Ist nicht gerade ein Polizist von einem Reichsbürger ermordet worden und sind nicht Millionen vom Naziregime verfolgt und ermordet worden? Da, könnte man meinen, hat der bayerische Verfassungsschutz Geschichtsbücher und die richtigen gelesen und ist er mit aktuellen Nachrichten versorgt. Ich schäme mich für so einen Schutz der Verfassung.

Lasst den jungen Mann seine Arbeit machen, Herrgott!

CLAUDIA RIEG-APPLESON, München

Kein sicheres Herkunftsland

betr.: „Für mich ist das absurd“, taz vom 25. 10. 16

Ist Bayern ein sicheres Herkunftsland? Diese Frage muss mit einem klaren Nein beantwortet werden!

Während Intellektuelle ob der Einstufung der Maghreb-Staaten als eben solche Herkunftsländer jammern, lebt der Geist der Gesinnungsschnüffelei der 70er munter fort, ohne dass auch nur einer die Stimme erhebt. Aber auch der Interviewer ist nicht ganz frei von Vorbehalten!

Gegebene Zeilen:
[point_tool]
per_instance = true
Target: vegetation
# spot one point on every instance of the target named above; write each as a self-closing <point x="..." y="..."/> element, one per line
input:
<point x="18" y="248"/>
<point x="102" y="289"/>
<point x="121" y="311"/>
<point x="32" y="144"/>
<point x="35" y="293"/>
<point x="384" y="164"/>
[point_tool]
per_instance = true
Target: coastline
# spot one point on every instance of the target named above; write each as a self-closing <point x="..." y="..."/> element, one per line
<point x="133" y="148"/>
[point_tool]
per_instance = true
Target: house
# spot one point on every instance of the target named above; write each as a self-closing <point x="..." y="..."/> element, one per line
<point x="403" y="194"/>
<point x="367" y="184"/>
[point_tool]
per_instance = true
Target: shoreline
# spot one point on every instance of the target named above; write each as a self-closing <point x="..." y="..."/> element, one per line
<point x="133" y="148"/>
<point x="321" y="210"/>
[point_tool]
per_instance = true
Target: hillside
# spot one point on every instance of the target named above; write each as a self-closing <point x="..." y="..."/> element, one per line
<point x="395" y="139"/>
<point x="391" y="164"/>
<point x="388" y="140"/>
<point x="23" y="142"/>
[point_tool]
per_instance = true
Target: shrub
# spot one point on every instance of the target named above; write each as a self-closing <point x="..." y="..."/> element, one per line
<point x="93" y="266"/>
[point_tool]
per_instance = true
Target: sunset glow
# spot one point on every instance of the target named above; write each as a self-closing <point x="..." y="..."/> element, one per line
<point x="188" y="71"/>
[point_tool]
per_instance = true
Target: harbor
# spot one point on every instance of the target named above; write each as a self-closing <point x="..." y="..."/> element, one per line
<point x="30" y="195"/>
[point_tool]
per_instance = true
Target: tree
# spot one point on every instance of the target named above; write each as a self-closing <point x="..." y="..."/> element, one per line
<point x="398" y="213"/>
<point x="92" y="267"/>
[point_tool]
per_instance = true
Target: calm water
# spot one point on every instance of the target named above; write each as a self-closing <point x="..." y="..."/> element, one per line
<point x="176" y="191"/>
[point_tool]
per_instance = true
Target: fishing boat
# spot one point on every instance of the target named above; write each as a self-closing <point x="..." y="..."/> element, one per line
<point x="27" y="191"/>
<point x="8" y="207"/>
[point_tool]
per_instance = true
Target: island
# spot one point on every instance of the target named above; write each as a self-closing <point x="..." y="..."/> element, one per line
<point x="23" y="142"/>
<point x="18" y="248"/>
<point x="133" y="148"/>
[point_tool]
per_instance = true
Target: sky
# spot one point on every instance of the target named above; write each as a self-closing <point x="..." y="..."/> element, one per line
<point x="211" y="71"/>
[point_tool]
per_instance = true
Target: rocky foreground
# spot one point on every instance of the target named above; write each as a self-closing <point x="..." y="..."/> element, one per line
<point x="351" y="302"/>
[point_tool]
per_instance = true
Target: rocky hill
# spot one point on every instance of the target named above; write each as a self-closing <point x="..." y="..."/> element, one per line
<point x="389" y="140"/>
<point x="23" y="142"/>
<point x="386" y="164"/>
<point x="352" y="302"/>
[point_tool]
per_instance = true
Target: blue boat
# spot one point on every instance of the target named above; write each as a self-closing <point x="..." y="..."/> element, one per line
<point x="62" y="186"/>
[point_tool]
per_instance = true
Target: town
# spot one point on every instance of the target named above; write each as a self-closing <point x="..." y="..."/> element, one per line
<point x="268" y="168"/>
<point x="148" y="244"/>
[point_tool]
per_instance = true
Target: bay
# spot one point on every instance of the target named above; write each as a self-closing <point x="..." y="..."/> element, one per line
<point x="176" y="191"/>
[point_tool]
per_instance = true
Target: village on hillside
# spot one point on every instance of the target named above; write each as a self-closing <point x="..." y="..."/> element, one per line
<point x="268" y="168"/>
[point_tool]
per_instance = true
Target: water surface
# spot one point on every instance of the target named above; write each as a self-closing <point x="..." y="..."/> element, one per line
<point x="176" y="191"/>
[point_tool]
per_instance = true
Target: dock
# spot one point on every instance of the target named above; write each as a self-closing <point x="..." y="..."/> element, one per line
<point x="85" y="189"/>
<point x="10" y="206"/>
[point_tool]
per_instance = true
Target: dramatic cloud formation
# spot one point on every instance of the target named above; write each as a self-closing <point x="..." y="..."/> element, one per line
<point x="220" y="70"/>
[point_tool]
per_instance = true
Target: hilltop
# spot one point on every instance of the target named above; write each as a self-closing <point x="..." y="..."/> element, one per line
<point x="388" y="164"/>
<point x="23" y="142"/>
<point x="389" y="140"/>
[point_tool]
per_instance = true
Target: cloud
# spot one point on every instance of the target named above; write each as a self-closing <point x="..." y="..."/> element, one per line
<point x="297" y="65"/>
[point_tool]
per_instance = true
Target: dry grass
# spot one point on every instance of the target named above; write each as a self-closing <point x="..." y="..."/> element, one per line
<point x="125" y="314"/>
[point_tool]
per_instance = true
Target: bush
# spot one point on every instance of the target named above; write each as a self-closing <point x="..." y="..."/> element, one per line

Fragen zum Material:
a: Prüfen Sie, ob die folgenden Aussagen mit den Leserbriefen übereinstimmen, und belegen Sie jede Antwort mit den entscheidenden Worten, genau zitiert: (i) Im ersten Brief wird Scham über den Schutz der Verfassung geäußert. (ii) Der zweite Brief bezieht sich auf einen taz-Artikel vom 25. 10. 16. (iii) Im zweiten Brief wird Bayern als sicheres Herkunftsland bezeichnet.
b: Welchen Titel trägt laut den Leserbriefen der Artikel, auf den sich der zweite Brief bezieht?
c: Führen Sie die Leserbriefe im Anschluss an ihren letzten Satz weiter.

Ergebnisse der Aufgaben:
a:
(i) Ja: „Ich schäme mich für so einen Schutz der Verfassung.“
(ii) Ja: „taz vom 25. 10. 16“
(iii) Nein: „Diese Frage muss mit einem klaren Nein beantwortet werden!“

b: „Für mich ist das absurd“

c:
Wie sonst soll seine Frage verstanden werden, wie Schamberger es denn mit der Tatsache halte, dass die DKP die stalinistischen Verbrechen nie verurteilt habe? Er könnte Bayern ja verlassen, vielleicht besser gleich Deutschland?

Mit solchen Fragen wird kein System angeprangert, sondern werden bestehende Unfreiheiten weiter bestätigt.

THOMAS SCHWARZ, Riegelsberg

Die Zukunft liegt vor uns

betr.: „Gutes Timing für Reparationen“, taz vom 24. 10. 16

Mitte des 18. Jahrhunderts wanderten von Nordosten die Herero und von Südwesten die Nama in das heutige Namibia ein, welches von den Buschleuten ursprünglich bewohnt wurde. Sowohl die Herero als auch die Nama verdrängten die Ureinwohner aus den gleichen Gründen wie ab 1884 die Deutschen die Herero und Nama. Wurden die Buschleute entschädigt? Dieser Prozess wiederholte und wiederholt sich überall auf der Welt. Reparationszahlungen sind vollkommen fehl am Platze, weil sie das Unrecht im Nachhinein legitimieren.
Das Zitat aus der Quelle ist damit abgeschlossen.